# Week 3 Quiz


**Note**: 

> This exercise has been written out in something called a Jupyter Notebook. We'll discuss Jupyter Notebooks in more detail later in the course—they are very a powerful tool for data science communication!—but for the time being, the notebook is just a convenient way for us to write out the exercise. You don't need to *do* anything with the notebook except read its contents—just use write your Python code in a regular `.py` file.


As previously discussed, we frequently use matrices and data science because they are a natural format for representing data generated by collecting the same type of information from numerous entities. For example, below is a toy dataset that you could imagine was created by collecting information about employees at a company—each column is a different type of information being collected (income, age, years of education), and each row is the information about a different employee.

Given exercise:
Resume the Week 3 Quiz text above, writing on from after its final sentence.

[Records of labeled points]
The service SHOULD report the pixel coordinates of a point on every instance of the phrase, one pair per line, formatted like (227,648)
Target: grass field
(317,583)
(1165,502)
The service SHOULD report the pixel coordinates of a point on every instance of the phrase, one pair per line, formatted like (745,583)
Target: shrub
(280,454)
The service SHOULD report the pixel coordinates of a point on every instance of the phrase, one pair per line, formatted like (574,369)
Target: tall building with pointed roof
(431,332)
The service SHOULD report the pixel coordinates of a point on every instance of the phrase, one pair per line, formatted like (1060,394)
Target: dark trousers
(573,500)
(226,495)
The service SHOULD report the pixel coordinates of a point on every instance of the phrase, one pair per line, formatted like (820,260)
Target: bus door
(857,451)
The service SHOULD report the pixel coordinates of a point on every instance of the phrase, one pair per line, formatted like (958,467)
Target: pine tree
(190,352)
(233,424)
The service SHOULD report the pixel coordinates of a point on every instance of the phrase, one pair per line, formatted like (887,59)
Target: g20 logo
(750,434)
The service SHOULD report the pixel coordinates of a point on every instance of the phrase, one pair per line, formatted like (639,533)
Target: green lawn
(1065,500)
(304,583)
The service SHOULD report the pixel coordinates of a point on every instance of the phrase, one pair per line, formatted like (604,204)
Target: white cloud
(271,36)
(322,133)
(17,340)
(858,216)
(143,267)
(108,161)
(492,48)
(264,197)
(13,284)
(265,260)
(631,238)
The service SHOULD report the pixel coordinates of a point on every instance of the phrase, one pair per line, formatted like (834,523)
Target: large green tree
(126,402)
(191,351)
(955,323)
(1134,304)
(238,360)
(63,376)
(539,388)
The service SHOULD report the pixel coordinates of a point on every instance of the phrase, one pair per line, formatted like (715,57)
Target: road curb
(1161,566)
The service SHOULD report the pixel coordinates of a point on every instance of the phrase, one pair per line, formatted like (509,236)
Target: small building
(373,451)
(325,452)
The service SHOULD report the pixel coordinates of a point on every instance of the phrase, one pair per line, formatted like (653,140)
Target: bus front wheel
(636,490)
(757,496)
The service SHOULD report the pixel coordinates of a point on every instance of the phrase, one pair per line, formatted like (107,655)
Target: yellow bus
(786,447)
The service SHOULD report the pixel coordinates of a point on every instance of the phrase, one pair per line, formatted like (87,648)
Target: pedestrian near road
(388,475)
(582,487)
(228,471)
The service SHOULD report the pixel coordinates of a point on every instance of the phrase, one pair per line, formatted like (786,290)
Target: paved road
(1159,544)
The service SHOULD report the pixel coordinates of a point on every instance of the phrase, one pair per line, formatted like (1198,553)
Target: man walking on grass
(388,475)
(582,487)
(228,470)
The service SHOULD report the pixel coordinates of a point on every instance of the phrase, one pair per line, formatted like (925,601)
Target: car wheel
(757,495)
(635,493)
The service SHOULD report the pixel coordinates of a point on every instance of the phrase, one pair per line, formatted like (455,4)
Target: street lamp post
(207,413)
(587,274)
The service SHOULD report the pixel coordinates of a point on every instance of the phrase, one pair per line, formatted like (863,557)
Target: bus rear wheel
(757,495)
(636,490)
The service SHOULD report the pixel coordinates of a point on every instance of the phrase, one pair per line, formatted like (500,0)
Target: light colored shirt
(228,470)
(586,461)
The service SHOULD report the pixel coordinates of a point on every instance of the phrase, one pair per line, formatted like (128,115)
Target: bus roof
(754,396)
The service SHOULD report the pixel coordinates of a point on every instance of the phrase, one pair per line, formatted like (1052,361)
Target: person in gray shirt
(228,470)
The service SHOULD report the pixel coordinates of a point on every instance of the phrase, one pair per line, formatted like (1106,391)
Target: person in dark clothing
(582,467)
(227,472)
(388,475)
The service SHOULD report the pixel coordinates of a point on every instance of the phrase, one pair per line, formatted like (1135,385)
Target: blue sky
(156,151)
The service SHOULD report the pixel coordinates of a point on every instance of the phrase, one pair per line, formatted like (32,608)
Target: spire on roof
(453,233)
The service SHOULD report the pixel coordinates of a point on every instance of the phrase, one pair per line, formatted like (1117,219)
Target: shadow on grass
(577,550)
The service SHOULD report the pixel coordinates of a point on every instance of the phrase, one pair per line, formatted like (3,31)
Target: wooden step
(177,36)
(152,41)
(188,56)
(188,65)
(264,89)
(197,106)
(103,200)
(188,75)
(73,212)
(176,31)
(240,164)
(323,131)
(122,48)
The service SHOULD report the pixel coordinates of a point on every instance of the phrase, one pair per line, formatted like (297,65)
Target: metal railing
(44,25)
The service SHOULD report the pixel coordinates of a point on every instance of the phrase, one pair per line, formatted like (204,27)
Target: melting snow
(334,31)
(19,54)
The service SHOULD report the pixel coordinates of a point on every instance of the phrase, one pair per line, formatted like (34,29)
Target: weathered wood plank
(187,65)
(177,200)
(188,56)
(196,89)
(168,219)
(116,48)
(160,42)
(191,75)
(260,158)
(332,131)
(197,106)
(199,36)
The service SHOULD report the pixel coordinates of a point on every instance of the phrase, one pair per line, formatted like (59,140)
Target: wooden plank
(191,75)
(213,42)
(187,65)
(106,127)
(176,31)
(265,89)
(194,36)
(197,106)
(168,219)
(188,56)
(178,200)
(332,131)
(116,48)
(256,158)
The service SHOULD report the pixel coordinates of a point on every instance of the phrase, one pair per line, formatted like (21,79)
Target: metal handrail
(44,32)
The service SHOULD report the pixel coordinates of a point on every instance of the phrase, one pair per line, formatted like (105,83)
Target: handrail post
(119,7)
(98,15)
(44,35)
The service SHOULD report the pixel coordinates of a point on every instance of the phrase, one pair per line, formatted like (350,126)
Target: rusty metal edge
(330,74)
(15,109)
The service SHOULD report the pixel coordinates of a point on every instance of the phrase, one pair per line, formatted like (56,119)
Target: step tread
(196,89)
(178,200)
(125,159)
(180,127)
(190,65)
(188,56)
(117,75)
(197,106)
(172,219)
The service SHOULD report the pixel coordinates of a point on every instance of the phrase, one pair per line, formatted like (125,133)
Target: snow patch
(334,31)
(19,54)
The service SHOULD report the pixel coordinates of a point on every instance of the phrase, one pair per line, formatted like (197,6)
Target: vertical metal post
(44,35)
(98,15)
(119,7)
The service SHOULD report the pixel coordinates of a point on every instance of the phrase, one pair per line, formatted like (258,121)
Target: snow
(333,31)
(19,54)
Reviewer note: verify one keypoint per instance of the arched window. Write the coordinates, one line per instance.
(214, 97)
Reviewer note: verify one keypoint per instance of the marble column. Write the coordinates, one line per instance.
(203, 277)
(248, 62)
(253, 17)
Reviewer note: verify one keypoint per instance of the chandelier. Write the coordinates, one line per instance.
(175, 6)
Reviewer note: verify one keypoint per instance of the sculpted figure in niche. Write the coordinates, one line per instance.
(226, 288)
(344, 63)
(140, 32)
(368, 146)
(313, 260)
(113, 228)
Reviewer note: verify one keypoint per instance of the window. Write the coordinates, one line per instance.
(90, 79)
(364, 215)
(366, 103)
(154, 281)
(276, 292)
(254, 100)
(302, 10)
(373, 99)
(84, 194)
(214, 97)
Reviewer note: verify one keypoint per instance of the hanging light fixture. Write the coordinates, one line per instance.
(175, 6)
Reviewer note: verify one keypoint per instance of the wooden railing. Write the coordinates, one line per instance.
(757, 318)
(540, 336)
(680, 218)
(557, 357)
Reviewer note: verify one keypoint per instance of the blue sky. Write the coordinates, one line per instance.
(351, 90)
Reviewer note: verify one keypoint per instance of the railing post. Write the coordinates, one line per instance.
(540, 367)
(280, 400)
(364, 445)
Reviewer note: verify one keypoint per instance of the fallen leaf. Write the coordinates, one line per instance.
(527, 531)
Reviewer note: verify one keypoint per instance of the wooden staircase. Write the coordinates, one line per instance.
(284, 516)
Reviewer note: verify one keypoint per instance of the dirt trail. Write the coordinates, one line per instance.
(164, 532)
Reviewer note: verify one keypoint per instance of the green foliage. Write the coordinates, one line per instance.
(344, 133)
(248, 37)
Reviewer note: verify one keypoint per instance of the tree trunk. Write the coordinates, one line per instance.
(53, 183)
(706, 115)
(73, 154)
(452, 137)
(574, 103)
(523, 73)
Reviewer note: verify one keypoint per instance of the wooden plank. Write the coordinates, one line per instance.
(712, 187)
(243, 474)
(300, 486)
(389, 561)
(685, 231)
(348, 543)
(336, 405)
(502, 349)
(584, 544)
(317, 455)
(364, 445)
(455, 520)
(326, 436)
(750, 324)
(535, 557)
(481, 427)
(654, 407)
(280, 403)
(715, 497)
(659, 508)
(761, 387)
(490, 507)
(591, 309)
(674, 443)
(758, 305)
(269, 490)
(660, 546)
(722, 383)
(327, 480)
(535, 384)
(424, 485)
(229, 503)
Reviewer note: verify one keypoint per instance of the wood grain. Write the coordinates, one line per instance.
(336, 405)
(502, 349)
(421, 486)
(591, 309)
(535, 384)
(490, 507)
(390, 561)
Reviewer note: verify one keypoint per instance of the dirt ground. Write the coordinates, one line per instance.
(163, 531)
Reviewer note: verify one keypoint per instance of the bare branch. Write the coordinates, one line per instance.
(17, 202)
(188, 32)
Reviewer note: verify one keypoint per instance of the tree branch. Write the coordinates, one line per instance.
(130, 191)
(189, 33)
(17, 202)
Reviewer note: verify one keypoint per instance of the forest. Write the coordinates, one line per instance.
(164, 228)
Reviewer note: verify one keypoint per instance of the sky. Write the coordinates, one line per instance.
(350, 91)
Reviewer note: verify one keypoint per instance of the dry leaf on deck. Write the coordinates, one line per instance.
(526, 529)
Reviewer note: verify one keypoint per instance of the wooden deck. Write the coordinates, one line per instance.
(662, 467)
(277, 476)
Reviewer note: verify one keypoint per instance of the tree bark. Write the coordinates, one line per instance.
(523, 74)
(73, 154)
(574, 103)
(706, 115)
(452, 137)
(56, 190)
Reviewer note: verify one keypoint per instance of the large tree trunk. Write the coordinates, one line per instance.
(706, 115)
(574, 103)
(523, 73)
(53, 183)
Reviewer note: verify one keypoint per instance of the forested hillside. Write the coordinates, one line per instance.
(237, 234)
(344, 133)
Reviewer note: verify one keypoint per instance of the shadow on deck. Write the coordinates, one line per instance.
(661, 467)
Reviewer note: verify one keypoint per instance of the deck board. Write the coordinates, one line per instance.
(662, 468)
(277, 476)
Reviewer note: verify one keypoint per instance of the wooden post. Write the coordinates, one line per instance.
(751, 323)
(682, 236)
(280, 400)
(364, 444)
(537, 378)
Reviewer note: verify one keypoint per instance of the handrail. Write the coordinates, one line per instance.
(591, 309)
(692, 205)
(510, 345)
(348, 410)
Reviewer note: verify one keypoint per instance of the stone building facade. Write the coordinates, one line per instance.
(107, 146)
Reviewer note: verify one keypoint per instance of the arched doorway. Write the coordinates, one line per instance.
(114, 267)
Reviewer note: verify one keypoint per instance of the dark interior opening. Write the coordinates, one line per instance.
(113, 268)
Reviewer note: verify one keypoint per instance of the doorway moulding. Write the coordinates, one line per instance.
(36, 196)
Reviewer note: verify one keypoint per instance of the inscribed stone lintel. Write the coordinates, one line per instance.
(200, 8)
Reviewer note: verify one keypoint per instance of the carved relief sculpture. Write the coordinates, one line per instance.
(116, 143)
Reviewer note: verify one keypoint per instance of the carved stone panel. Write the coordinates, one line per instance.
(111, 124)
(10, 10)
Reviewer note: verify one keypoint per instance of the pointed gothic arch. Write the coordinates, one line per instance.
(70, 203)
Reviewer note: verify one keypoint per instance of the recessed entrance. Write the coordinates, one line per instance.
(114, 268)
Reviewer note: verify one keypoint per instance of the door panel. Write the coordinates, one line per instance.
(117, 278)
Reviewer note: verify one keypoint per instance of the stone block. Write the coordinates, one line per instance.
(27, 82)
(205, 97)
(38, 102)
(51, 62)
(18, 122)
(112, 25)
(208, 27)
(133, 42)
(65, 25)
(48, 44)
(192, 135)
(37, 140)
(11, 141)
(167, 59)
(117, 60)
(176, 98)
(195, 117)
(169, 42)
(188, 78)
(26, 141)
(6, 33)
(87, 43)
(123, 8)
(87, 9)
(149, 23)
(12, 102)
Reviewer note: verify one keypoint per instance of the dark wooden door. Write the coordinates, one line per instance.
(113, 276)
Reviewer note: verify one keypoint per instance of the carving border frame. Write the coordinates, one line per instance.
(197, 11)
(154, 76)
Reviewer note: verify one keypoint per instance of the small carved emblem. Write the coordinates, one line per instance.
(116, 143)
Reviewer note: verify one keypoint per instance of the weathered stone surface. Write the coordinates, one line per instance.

Task answer:
In the following questions, you will be asked to answer a number of questions about this toy dataset. As with other exercises in this class, you will find the directions for this graded exercise here, but please submit your actual answers in the graded quiz.

In [1]:
import numpy as np
import pandas as pd

incomes = [22_000, 65_000, 19_000, 110_000, 14_000, 12_000, 35_000]
ages = [20, 35, 55, 35, 21, 19, 42]
years_of_education = [12, 16, 11, 22, 12, 8, 12]

survey = np.array([incomes, ages, years_of_education]).T
survey


array([[ 22000,     20,     12],
       [ 65000,     35,     16],
       [ 19000,     55,     11],
       [110000,     35,     22],
       [ 14000,     21,     12],
       [ 12000,     19,      8],
       [ 35000,     42,     12]])

## Part 1: Summarizing Data

1. What is the average (mean) age of all employees (rounded to 1 decimal place)?
2. What is the average (mean) income of employees over 30 (rounded to 1 decimal place)?
3. What is the average (mean) number of years of education for employees with incomes above the average income of all employees (rounded to 1 decimal place)?

In [2]:
# 1. Average age of all employees
average_age = np.mean(survey[:, 1])

# 2. Average income of employees over 30
over_30_incomes = survey[survey[:, 1] > 30, 0]
average_income_over_30 = np.mean(over_30_incomes)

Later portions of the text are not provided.